**PROBLEM STATEMENT:**
Images are to be omitted, and the rest of the records reproduced exactly.

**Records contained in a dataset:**
_ _ _

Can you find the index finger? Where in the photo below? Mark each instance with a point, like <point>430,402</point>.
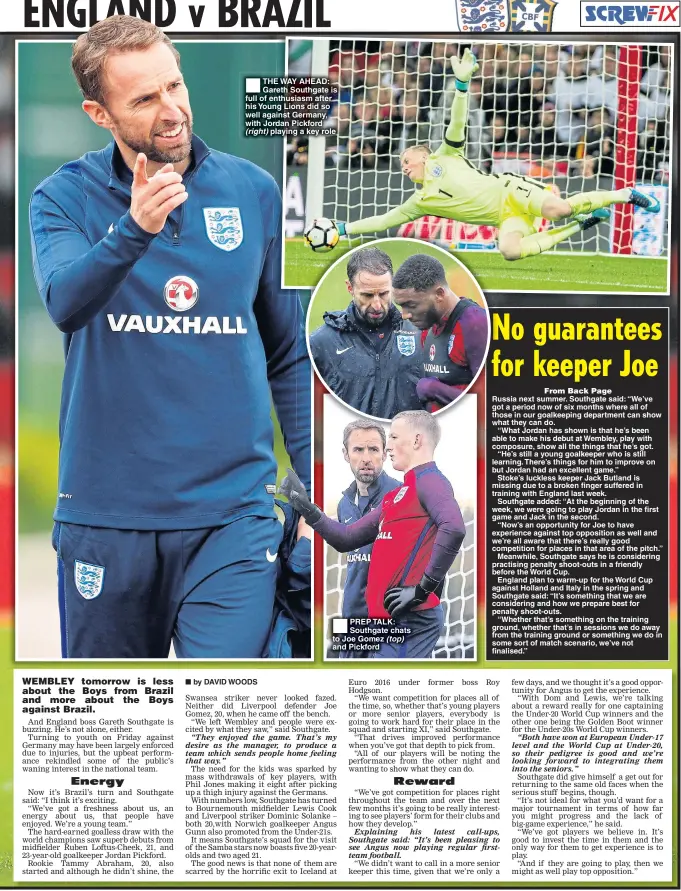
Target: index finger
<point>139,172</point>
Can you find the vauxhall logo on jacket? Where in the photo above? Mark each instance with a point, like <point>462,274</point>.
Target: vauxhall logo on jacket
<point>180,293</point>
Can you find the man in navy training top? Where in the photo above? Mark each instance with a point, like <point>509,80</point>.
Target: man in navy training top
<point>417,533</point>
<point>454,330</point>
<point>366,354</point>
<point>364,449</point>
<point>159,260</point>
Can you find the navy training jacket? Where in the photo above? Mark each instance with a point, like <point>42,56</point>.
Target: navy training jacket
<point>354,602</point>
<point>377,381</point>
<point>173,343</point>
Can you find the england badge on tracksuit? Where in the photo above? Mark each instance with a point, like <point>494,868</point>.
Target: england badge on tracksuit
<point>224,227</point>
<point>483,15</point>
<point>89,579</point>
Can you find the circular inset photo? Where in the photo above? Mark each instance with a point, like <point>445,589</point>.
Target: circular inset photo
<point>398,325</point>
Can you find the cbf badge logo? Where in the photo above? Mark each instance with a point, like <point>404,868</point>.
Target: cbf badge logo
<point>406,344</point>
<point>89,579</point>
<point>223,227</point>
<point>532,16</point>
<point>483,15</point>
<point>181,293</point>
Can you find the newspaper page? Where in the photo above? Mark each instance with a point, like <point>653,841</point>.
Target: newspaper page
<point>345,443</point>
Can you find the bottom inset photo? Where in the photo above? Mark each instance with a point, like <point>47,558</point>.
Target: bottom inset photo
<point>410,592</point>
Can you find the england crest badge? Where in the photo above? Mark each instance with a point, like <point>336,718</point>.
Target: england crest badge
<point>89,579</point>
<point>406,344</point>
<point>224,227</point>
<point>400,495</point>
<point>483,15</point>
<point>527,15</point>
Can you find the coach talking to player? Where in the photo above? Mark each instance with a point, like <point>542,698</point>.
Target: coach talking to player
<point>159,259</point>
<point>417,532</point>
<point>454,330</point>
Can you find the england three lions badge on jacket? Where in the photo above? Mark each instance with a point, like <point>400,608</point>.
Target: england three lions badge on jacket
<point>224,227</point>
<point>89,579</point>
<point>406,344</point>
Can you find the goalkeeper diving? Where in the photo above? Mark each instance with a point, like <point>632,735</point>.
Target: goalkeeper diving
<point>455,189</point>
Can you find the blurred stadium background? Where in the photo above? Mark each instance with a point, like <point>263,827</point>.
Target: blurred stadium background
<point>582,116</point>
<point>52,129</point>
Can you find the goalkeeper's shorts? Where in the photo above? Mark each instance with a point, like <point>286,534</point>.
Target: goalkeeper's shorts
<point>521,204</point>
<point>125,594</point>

_ _ _

**REPLY TO THE EXERCISE:**
Can you find the index finger? Where in the photo below? Mark each instance with a point, like <point>430,402</point>.
Target: index finger
<point>139,172</point>
Can you find the vauxhall logo on jacket? Where in the photo above? Mark each instance with a point, like <point>462,274</point>.
Target: vauxhall logo on jacket
<point>180,293</point>
Can you find the man in navy training top? Where in the photo above? Mark each instance with a point, like <point>509,80</point>.
Target: man in navy training top
<point>417,533</point>
<point>454,330</point>
<point>366,354</point>
<point>364,449</point>
<point>159,260</point>
Can you find the navy training jacket? Where in the photo above? Mark each instance with a point, like <point>42,56</point>.
Target: navy training jacket
<point>354,602</point>
<point>377,381</point>
<point>173,343</point>
Can you find the england badge on tracksuit? Where in the photo above? Mark each instance with a point, like <point>494,868</point>.
Target: england badge on tracksuit
<point>224,227</point>
<point>483,15</point>
<point>89,579</point>
Can you find the circular inset photo? Where in the photo above? Mark each instance with a point, like <point>445,589</point>.
Target: circular inset photo
<point>398,325</point>
Can you find the cbf badge logo? Where in the photo above? Mark each instance with a point, like <point>404,868</point>.
Target: cbf badge logo
<point>406,344</point>
<point>89,579</point>
<point>223,227</point>
<point>532,16</point>
<point>483,15</point>
<point>181,293</point>
Can you find the newspaper page? Where in the photo above? Mark each instance with a point, like <point>653,841</point>.
Target: newspaper page
<point>345,443</point>
Can you find the bottom inset photo? Where in the photo above? Mark each instance with a point, like <point>47,558</point>.
Target: bottom inset photo
<point>410,592</point>
Can you find the england crest badge? Where in the photo above? Mark each instance with a point, like <point>336,718</point>.
Target: england crest badge
<point>89,579</point>
<point>406,344</point>
<point>224,227</point>
<point>400,495</point>
<point>483,15</point>
<point>527,15</point>
Can you find the coach talking to player? Where in the photo above? Mark each instance with a point, like <point>542,698</point>.
Target: coach talking to player
<point>159,259</point>
<point>417,532</point>
<point>454,330</point>
Can you find the england three lions badge on jacket? Where in the photo above? Mark each instance with a point, like <point>400,608</point>.
Target: england three lions badge on jacket
<point>224,227</point>
<point>89,579</point>
<point>406,344</point>
Can you find the goalkeeper diving? Where in the photo above? Mark each instance with a point, like <point>632,735</point>.
Target: goalkeeper diving
<point>455,189</point>
Can you find the blurred stadium background? Where in the photo above? Mark each instance with a point, like <point>263,827</point>.
Target: blurred stadium background
<point>582,116</point>
<point>52,129</point>
Can you find the goalkeeper's shorts? Where in the photo above? Mark each instance with a point, like <point>286,534</point>.
Target: goalkeeper's shorts
<point>521,204</point>
<point>125,594</point>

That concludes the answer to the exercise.